## The records
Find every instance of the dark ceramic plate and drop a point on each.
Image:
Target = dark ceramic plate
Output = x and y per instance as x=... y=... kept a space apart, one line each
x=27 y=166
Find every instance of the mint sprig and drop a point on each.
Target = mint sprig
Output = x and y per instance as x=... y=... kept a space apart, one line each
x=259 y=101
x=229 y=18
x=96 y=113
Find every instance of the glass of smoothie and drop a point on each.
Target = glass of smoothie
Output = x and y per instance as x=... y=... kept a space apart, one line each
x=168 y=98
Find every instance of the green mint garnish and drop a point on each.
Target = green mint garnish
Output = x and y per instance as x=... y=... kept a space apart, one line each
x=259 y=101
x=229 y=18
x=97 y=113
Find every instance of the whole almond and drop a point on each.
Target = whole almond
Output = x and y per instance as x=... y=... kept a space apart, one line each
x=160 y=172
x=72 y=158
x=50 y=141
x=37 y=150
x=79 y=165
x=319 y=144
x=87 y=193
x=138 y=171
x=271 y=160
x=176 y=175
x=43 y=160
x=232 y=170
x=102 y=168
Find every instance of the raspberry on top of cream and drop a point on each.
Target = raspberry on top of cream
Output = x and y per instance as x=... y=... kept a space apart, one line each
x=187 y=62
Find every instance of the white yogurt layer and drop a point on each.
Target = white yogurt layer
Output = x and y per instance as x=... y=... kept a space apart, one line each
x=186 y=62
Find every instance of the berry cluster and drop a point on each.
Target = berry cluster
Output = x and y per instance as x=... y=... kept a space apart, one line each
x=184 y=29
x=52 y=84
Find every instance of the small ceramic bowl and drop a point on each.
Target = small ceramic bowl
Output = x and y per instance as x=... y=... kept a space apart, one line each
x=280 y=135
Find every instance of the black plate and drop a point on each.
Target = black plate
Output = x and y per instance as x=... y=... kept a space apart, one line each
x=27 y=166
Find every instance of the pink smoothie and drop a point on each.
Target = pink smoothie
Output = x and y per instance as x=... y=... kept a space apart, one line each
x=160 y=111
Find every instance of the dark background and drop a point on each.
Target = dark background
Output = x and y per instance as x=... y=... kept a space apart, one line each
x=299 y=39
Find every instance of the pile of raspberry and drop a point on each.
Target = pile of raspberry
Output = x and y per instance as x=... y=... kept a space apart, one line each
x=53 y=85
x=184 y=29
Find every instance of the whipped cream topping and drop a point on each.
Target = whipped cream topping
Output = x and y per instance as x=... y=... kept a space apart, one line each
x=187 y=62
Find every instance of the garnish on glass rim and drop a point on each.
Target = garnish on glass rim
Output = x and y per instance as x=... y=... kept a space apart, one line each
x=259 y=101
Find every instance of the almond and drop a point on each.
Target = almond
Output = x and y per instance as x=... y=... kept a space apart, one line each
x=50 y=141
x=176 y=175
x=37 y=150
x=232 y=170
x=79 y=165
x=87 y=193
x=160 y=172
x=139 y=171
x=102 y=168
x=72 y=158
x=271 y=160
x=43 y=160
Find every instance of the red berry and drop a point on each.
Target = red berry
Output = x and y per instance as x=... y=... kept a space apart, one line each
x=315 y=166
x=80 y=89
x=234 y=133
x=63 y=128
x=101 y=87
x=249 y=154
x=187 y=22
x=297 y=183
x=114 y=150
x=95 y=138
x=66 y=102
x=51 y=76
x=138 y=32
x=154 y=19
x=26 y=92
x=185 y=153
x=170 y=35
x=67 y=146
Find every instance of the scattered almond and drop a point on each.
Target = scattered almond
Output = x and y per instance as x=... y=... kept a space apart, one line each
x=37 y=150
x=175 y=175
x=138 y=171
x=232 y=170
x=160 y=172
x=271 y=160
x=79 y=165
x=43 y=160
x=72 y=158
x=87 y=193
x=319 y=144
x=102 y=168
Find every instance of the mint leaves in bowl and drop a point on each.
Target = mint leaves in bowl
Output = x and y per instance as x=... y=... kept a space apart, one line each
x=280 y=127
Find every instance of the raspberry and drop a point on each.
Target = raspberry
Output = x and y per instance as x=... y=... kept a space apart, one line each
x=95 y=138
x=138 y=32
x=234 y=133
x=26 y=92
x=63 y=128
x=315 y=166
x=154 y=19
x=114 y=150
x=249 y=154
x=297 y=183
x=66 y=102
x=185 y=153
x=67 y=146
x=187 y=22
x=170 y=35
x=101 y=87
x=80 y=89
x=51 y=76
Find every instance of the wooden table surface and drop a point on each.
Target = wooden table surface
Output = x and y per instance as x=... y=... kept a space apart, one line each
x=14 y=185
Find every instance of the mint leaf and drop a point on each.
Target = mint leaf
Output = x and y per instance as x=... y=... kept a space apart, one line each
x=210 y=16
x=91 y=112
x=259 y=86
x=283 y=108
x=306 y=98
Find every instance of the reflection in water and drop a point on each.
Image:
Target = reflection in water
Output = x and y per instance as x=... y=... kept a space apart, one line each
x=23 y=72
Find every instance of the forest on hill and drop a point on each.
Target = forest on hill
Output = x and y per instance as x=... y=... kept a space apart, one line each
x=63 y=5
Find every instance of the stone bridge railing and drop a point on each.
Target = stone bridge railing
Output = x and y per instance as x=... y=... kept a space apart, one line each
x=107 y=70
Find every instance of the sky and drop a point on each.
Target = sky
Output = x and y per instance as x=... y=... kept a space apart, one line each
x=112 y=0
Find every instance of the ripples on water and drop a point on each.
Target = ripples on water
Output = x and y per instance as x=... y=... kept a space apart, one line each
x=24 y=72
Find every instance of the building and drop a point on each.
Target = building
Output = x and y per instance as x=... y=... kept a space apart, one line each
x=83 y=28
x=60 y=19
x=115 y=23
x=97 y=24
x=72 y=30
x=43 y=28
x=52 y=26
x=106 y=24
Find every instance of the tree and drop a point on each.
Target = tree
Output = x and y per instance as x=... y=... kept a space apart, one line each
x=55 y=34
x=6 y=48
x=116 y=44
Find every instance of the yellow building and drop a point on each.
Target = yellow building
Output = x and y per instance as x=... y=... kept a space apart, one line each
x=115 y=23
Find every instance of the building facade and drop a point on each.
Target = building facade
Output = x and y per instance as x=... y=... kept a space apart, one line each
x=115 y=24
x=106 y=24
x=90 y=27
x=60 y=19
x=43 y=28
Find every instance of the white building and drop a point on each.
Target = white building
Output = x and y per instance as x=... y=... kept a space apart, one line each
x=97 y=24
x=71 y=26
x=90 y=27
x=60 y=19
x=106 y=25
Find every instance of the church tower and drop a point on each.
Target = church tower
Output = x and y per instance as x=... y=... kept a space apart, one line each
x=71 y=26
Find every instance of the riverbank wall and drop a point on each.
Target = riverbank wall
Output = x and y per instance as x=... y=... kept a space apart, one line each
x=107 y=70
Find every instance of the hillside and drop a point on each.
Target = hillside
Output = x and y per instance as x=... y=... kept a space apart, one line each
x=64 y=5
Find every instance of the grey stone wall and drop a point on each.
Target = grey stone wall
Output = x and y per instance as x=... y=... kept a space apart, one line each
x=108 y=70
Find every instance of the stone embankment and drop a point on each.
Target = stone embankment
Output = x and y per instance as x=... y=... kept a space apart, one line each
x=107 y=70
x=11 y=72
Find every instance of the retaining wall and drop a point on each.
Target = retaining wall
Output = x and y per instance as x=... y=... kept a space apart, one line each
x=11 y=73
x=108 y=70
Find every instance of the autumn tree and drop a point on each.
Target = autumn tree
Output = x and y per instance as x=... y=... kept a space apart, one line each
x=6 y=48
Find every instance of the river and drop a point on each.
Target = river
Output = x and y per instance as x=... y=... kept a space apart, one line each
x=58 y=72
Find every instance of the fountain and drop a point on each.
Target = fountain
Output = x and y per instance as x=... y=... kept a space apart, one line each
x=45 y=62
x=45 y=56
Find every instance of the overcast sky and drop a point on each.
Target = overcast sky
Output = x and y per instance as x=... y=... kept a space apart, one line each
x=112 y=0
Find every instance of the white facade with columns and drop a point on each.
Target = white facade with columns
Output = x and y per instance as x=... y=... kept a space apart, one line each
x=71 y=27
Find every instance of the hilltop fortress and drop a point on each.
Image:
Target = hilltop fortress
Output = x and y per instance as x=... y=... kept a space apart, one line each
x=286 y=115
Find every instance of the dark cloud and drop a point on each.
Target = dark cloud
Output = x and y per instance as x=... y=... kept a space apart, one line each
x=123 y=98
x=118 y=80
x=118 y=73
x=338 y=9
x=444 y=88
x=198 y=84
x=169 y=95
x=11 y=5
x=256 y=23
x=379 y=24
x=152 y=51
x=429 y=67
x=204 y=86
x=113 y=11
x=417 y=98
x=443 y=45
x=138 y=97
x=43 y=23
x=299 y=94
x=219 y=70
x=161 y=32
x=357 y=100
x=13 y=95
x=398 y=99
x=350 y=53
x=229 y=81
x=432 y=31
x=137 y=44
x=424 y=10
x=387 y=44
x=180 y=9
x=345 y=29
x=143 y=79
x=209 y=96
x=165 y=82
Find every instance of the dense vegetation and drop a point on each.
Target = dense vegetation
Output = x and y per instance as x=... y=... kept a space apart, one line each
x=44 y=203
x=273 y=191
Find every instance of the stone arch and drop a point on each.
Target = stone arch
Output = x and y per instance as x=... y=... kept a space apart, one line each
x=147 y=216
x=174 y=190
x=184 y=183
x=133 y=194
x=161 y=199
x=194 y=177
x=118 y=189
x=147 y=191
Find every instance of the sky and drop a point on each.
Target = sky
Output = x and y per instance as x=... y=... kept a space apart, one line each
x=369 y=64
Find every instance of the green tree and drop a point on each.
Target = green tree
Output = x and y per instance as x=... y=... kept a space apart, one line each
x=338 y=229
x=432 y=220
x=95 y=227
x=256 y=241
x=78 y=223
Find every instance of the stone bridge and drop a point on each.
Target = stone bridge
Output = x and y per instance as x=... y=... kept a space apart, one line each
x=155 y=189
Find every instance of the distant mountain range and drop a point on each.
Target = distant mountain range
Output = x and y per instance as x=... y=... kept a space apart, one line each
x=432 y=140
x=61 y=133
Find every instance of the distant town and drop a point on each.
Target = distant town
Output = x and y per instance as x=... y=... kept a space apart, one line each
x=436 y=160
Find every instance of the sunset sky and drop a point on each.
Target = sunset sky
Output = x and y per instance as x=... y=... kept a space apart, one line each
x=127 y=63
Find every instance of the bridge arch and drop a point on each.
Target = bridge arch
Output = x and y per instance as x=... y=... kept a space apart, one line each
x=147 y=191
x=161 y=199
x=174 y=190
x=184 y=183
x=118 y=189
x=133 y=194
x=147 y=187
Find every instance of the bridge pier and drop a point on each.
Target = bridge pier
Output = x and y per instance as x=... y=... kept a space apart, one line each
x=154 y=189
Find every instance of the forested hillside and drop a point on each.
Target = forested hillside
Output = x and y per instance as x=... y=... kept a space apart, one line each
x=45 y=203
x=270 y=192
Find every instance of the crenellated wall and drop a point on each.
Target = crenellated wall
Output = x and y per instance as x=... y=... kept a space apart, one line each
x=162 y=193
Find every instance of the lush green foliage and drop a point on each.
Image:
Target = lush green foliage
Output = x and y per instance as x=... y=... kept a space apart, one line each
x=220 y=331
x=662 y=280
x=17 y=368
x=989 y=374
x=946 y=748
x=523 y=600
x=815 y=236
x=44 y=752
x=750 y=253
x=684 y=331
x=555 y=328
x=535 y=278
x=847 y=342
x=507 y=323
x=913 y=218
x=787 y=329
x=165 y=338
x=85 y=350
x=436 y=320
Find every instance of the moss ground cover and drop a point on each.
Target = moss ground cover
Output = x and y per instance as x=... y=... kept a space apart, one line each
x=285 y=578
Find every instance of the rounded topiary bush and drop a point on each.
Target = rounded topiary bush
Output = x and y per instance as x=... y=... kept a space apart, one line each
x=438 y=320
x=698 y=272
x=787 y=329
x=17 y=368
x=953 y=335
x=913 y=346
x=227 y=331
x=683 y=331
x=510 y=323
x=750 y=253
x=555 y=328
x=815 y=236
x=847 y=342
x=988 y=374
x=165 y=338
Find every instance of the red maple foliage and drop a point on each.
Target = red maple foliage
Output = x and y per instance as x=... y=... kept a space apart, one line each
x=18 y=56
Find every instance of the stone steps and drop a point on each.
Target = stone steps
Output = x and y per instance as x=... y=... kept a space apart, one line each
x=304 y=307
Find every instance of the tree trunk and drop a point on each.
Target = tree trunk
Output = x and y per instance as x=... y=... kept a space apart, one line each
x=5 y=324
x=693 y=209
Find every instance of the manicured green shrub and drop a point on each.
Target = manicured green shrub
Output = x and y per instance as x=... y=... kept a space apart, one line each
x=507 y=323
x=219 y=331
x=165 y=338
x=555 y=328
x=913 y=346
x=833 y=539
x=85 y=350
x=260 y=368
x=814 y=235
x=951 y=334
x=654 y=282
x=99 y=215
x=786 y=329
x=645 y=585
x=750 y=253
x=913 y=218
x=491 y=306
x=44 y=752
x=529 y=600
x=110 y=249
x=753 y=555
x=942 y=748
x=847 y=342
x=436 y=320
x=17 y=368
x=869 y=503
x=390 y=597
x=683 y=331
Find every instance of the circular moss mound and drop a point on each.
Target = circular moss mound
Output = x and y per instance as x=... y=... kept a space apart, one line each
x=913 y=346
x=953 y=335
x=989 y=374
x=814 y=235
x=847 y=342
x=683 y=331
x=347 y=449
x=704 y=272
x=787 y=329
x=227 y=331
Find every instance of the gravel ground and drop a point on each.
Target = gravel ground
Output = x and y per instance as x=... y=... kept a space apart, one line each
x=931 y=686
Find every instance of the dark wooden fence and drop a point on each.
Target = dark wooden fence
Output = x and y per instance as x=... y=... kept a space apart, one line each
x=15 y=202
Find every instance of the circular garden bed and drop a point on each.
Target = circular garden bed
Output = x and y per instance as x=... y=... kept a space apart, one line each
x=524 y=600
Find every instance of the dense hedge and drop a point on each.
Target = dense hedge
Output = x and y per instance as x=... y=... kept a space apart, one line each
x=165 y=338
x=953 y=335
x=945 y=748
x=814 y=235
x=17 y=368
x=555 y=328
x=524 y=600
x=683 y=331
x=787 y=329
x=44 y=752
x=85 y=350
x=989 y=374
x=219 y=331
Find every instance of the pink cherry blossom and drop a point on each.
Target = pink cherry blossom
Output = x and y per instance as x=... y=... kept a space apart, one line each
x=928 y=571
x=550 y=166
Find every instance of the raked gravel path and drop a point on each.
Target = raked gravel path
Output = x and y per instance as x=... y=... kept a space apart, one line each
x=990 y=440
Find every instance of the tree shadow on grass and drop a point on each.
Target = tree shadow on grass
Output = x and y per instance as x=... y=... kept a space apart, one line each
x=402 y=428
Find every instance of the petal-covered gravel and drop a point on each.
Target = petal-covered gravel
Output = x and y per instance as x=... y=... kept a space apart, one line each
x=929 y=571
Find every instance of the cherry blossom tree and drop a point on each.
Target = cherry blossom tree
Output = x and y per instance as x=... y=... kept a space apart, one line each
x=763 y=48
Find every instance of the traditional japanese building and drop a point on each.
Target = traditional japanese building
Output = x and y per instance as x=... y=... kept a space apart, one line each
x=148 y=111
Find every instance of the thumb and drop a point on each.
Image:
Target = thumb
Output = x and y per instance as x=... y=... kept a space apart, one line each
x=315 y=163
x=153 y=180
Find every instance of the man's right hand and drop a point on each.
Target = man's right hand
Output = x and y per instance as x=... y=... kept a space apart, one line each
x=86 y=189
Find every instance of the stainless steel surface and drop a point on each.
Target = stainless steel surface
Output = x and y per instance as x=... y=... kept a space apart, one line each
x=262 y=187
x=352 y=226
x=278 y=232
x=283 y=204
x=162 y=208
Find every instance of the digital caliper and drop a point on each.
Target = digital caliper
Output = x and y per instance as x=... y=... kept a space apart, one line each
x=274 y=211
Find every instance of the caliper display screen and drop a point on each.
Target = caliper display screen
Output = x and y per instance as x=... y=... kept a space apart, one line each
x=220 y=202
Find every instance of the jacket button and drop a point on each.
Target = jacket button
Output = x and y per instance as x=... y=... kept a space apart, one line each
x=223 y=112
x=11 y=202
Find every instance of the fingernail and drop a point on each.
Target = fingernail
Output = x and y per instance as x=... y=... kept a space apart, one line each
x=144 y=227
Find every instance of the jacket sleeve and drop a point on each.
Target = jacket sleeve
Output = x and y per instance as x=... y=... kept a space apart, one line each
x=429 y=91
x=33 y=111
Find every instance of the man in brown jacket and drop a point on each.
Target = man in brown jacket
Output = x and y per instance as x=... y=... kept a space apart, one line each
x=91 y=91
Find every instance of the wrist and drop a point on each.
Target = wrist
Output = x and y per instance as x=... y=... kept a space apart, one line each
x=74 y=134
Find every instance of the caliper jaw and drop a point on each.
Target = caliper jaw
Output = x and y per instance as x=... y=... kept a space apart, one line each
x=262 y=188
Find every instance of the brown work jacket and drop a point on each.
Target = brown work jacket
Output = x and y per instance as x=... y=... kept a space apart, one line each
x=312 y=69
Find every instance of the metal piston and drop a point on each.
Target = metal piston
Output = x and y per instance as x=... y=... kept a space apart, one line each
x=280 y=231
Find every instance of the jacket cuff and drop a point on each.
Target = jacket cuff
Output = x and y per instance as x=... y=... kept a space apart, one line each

## The request
From the line that contains "Find every instance of the brown" to the last line of the material above, repeat every line exactly, keeping both the first and the last.

## Full solution
Find every instance of the brown work jacket and drop a point on each.
Target = brown work jacket
Output = x and y per instance as x=... y=... kept a space apart, one line each
x=312 y=69
Find every instance of the metal piston and drop a point on each.
Target = metal piston
Output = x and y per instance as x=... y=... kept a space apart, one line each
x=280 y=231
Find every instance of the jacket cuff and drop a point on each.
Target = jacket cuff
Output = x and y per instance as x=... y=... kept a space apart, one line each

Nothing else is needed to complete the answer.